Fraud Regarding Internal Management Of Company Doesn't Go To Root Of Contract, Dispute Is Arbitrable: Delhi High Court

Rajesh Kumar

13 March 2024 3:00 AM GMT

  • Fraud Regarding Internal Management Of Company Doesnt Go To Root Of Contract, Dispute Is Arbitrable: Delhi High Court

    The Delhi High Court single bench of Justice Jasmeet Singh held that fraud alleging regarding the internal management of the company doesn't go to the root of the contract. Therefore, the bench held that the dispute concerning the lack of authority to enter into a contract are arbitrable. The bench held that the Court while deciding a petition under Section 11 of the Arbitration...

    The Delhi High Court single bench of Justice Jasmeet Singh held that fraud alleging regarding the internal management of the company doesn't go to the root of the contract. Therefore, the bench held that the dispute concerning the lack of authority to enter into a contract are arbitrable.

    The bench held that the Court while deciding a petition under Section 11 of the Arbitration and Conciliation Act, 1996 is only required to see the existence of an Arbitration Clause.

    Brief Facts:

    The Petitioner approached the Delhi High Court filed under Section 11(6) of the Arbitration and Conciliation Act, 1996 (“Arbitration Act”), seeking the appointment of an arbitrator to resolve disputes arising from Binding Term Sheets. The Binding Term Sheet, constituting the alleged contract between the Petitioner and Mr. Manjiv Singh, the chairman of the Respondent company, concerned the supply of medical equipment and oxygen concentrators. The dispute arose as when it came to the notice that Mr. Singh lacked the authority to enter into such a binding term sheet on behalf of the Respondent company. Additionally, the exchanged emails suggested that the supplied equipment went to another company, M/s Deckmount Electronics Pvt. Ltd., rather than the Respondent company.

Records.
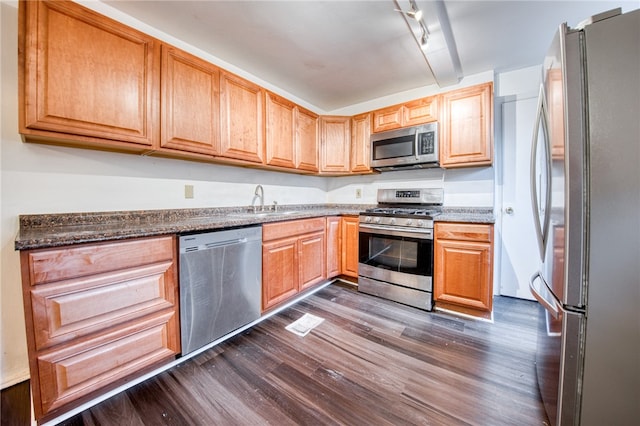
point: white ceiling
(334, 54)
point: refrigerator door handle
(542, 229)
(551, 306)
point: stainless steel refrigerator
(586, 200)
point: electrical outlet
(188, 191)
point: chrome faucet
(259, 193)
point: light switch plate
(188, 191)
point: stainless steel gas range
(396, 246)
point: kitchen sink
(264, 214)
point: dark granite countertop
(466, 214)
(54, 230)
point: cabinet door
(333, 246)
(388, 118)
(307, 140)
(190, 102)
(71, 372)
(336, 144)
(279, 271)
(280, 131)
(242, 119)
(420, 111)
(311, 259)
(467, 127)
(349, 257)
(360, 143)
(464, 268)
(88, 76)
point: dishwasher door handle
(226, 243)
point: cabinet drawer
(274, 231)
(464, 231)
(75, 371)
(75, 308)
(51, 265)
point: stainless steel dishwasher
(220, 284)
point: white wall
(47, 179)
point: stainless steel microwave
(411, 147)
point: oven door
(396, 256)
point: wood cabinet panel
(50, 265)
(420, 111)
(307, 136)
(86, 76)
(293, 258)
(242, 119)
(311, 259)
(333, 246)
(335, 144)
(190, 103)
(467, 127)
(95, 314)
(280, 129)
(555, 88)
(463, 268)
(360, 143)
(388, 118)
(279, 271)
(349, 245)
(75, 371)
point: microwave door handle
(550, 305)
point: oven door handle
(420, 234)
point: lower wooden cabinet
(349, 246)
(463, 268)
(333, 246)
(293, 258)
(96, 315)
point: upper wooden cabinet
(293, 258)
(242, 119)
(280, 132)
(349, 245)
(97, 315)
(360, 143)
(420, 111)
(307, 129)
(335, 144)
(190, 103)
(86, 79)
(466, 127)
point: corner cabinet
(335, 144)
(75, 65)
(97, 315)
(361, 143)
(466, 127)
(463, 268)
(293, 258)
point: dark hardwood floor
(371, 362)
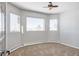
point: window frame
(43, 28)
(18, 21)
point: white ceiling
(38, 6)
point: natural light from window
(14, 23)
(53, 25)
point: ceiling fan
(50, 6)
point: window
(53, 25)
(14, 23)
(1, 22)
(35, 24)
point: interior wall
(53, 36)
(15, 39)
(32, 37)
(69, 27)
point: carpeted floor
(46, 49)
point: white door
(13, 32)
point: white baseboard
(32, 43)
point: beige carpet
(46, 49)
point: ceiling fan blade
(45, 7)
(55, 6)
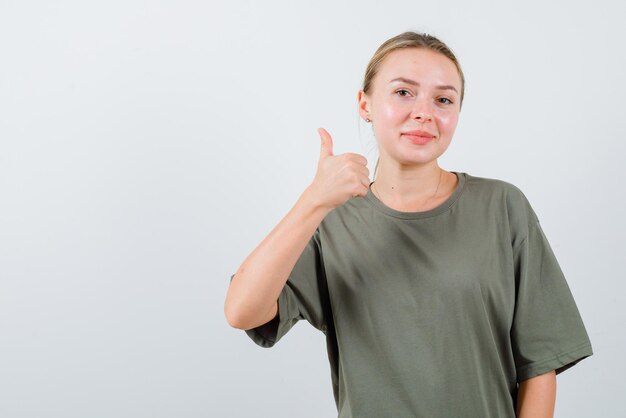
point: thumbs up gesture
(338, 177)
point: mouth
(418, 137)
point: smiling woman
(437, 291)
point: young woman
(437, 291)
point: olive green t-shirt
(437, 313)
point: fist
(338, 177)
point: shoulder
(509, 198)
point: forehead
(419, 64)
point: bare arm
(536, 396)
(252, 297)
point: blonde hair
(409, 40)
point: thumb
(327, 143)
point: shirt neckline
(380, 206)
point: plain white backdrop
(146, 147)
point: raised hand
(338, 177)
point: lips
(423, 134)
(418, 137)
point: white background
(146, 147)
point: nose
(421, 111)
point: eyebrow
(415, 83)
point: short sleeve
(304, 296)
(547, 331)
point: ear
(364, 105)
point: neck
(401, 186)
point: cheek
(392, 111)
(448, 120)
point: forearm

Prompt 1. In the article on the Delhi High Court ruling, why did the bench hold that the dispute over the lack of authority to enter into a contract is arbitrable?
Prompt 2. Write the next part of the article on the Delhi High Court arbitration ruling, continuing from its last sentence.

Answer 1. The bench held that fraud alleged about the internal management of the company doesn't go to the root of the contract. For that reason, it held that the dispute over the lack of authority to enter into the contract is arbitrable.

Answer 2.
    The Respondent argued that due to alleged fraud committed by Mr. Singh, a complaint was filed against him and the Petitioner company, leading to the issuance of an order under Section 156(3) Cr.P.C. directing the registration of an FIR. Given the fraud allegations and the absence of a valid arbitration agreement between the parties, the Respondent argued that the arbitration proceedings were not tenable.

    Observations by the High Court:

    The High Court noted that the binding term sheet, forming the basis of the dispute, lacked execution on the letterhead or stamp of the Respondent company. The Respondent acknowledged in its reply that Mr. Singh had an honorary appointment with the company, though clarifying that it was purely honorary and did not grant him the authority to take actions on behalf of the company.

    The High Court held that the question of Mr. Singh's role and authority to bind the Respondent company was an internal matter that fell within the purview of the arbitrator. While the Respondent admitted to Mr. Singh's honorary position, the High Court held that the issue of authority should be determined by the arbitrator based on the evidence presented during the arbitration proceedings. Addressing the fraud allegations raised by the Respondent, the High Court distinguished the case from the precedent A. Ayyasamy (supra). It emphasized that the alleged fraud pertained to internal management issues and does not strike at the root of the contract.

    Consequently, the High Court appointed Mr. Anant Palli, Sr. Adv., as the Sole Arbitrator to adjudicate the disputes between the parties.

    Case Title: Indigrid Technology Pvt. Ltd Vs Genestore India Pvt. Ltd

    Citation: 2024 LiveLaw (Del) 292

    Case Number: ARB.P. 234/2022.

    Advocate for the Petitioner: Mr. Uttam Datt, Ms. Sonakshi Singh, Mr. Kumar Bhaskar and Mr. Aman Sanjeev Sharma, Advs.

    Advocate for the Respondent: Mr. Aman Nandrajog, Ms. Shreya Singh and Mr. Ujjawal Malhotra, Advs.